- **Records shown**:

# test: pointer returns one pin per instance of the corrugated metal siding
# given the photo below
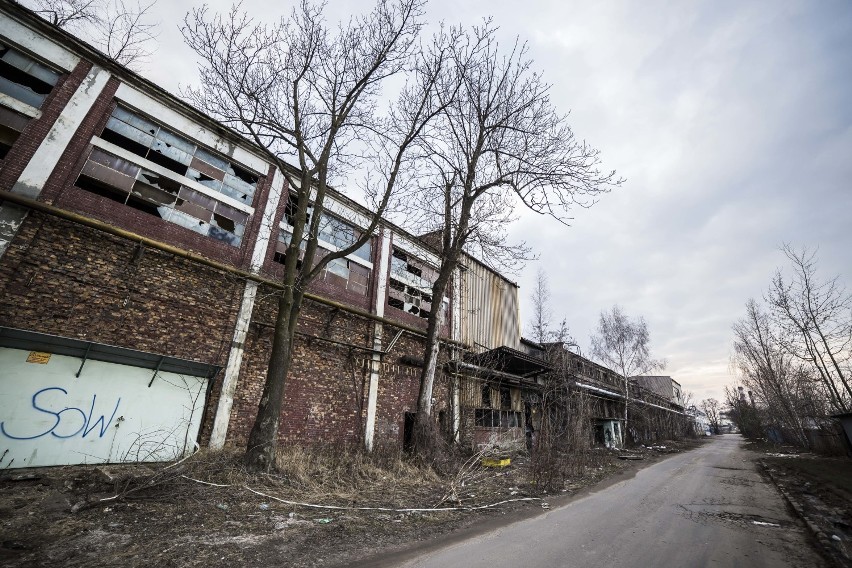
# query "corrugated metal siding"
(489, 309)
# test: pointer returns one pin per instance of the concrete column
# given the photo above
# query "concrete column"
(456, 336)
(46, 157)
(235, 356)
(381, 275)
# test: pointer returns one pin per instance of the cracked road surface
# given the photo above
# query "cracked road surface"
(705, 507)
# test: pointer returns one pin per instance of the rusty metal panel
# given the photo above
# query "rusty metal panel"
(489, 308)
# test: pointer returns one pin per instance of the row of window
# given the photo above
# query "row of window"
(27, 81)
(411, 284)
(164, 178)
(143, 165)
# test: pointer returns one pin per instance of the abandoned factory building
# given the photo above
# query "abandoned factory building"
(136, 237)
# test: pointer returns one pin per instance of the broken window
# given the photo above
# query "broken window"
(161, 196)
(351, 272)
(25, 79)
(149, 140)
(486, 396)
(11, 126)
(487, 418)
(411, 284)
(505, 399)
(331, 231)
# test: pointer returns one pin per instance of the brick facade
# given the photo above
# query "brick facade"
(62, 278)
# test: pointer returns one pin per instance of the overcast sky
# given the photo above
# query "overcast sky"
(730, 120)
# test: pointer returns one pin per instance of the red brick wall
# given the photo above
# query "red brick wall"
(34, 133)
(60, 189)
(60, 278)
(325, 397)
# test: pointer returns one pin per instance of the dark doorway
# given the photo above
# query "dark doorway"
(408, 431)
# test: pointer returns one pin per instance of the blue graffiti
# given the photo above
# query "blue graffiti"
(87, 425)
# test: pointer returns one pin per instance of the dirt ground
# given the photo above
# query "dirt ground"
(207, 511)
(820, 490)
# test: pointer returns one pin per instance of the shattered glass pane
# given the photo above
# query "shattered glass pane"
(135, 120)
(114, 162)
(204, 179)
(153, 195)
(159, 181)
(131, 133)
(212, 159)
(173, 140)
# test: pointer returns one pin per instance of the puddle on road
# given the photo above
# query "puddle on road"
(704, 516)
(739, 481)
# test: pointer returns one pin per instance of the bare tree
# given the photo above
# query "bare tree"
(498, 143)
(819, 316)
(308, 91)
(125, 32)
(711, 408)
(67, 14)
(623, 345)
(541, 319)
(122, 30)
(768, 369)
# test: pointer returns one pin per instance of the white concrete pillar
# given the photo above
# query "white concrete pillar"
(235, 357)
(381, 275)
(46, 157)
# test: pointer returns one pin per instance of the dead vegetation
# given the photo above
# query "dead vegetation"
(326, 505)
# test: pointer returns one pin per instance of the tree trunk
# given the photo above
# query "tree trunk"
(425, 439)
(263, 439)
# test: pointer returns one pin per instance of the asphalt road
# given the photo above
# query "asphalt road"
(705, 507)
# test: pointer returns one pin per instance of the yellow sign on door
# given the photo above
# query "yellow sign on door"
(38, 357)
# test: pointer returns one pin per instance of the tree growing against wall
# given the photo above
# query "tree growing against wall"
(122, 30)
(624, 345)
(499, 143)
(817, 315)
(743, 412)
(770, 371)
(541, 319)
(308, 91)
(712, 409)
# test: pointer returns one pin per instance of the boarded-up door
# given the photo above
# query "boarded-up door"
(111, 413)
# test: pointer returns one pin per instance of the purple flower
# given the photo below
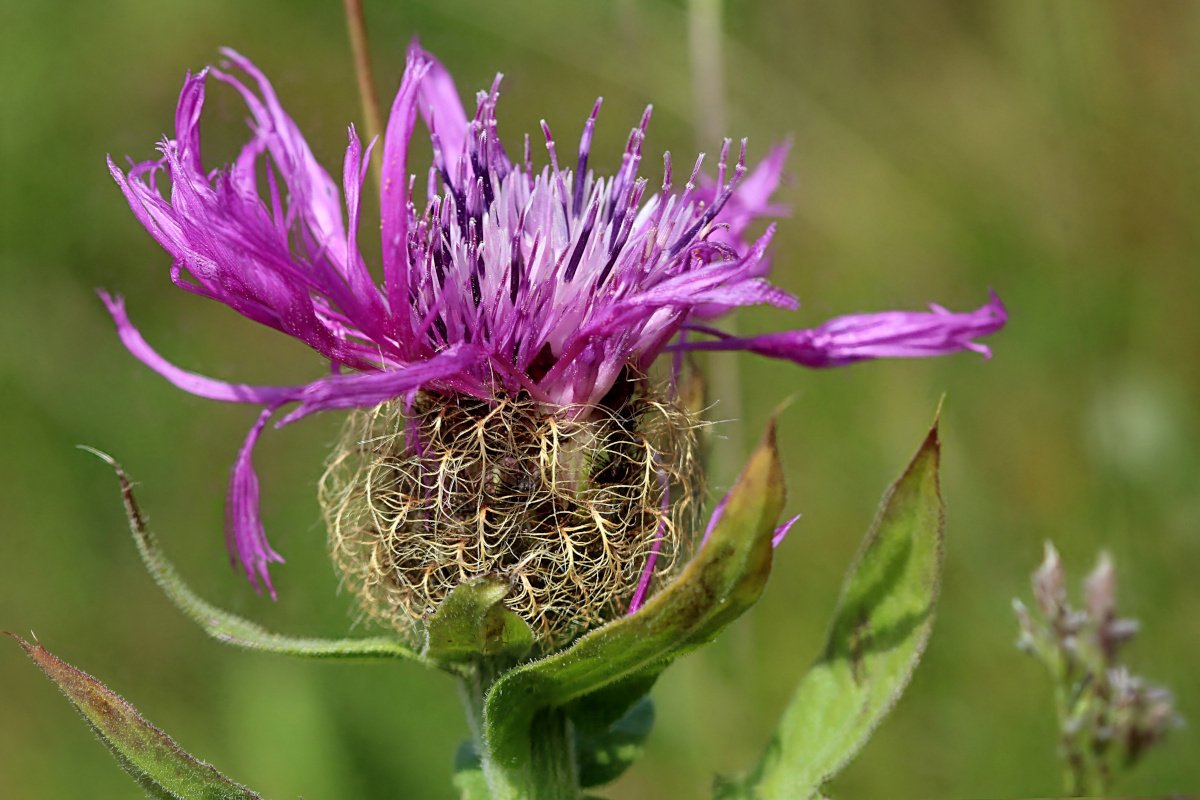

- **About this task**:
Would you reproduce each line of the material exactly, omitting the images?

- **The answer**:
# test: pointer returns one pin per instance of the corrugated metal siding
# given the photo below
# query "corrugated metal siding"
(489, 309)
# test: pointer returns one pin per instance of the concrete column
# given the photo above
# query "concrete column"
(456, 336)
(46, 157)
(235, 356)
(381, 275)
# test: pointer returns one pin per instance of the cracked road surface
# given the photo above
# query "cracked road surface"
(705, 507)
# test: pointer returns one pin per instance of the rusty metal panel
# given the photo above
# query "rusty metal panel"
(489, 308)
# test: pointer returns one pin per instance of the row of window
# given the photo above
# query "row of window"
(27, 81)
(411, 284)
(164, 178)
(143, 165)
# test: pointer returns one pin per instance of the abandoned factory building
# given the photo above
# query "abandoned factory building"
(136, 237)
# test: pointer returns one pin per instance of the broken window
# given the photo above
# query "broken window"
(161, 196)
(351, 272)
(25, 79)
(149, 140)
(486, 396)
(11, 126)
(487, 418)
(411, 284)
(505, 399)
(331, 231)
# test: pointer returns one pin per instance of the brick facade
# given the photo above
# query "brick facade"
(62, 278)
# test: pointer returns one pin per instance of the overcast sky
# given the photo above
# query "overcast sky"
(730, 120)
# test: pointer returns one pin per instance of the red brick wall
# given the photo above
# query "red brick wall"
(34, 133)
(60, 189)
(60, 278)
(325, 397)
# test: pointer returns one pin per instance of the dark doorway
# given the photo above
# query "dark doorway"
(408, 431)
# test: pointer returns one pin per instance of the blue graffiti
# given the photo above
# query "blue graffiti"
(87, 425)
# test: pointer returns one pin per instance of the dirt ground
# given the photo above
# query "dirt ground"
(207, 511)
(820, 490)
# test: pointer returns one pin per instance of the shattered glass pane
# given the photo above
# query "shattered glass pane"
(135, 120)
(114, 162)
(204, 179)
(153, 195)
(159, 181)
(131, 133)
(212, 159)
(173, 140)
# test: pointer returns one pin per instance of the puddle on road
# given the photo above
# query "puddle on road"
(704, 516)
(739, 481)
# test: pointer returns one pin per instance of the bare tree
# given the photo above
# query "bare tree"
(498, 143)
(819, 316)
(308, 91)
(125, 32)
(711, 408)
(67, 14)
(623, 345)
(541, 319)
(122, 30)
(768, 369)
# test: pointer returns one pin per instance of the white concrete pillar
# given the photo above
# query "white concrete pillar"
(235, 357)
(381, 275)
(46, 157)
# test: pointer returns one pin per instance of the dead vegetation
# given the photo above
# query "dead vegetation"
(326, 505)
# test: pointer returns one pin per instance of the tree trunk
# given the photo above
# query "tree trunk"
(425, 439)
(263, 439)
# test: pointer returns one pin per instance of the asphalt road
# given the photo above
# query "asphalt road"
(705, 507)
# test: pointer returns one pin per instance of the yellow sign on door
# given the photo above
# query "yellow sign on door"
(38, 357)
# test: pointer returns one pin per instance of the tree growing against wall
# given the photo above
# query "tree growing against wall"
(122, 30)
(624, 345)
(499, 143)
(817, 315)
(743, 412)
(770, 371)
(541, 319)
(308, 91)
(712, 409)
# test: pointer returns one pin per instance of the boarded-up door
# given the photo above
# query "boarded-up door"
(111, 413)
# test: pointer returns one pin per instance of the purple flower
# given the photo below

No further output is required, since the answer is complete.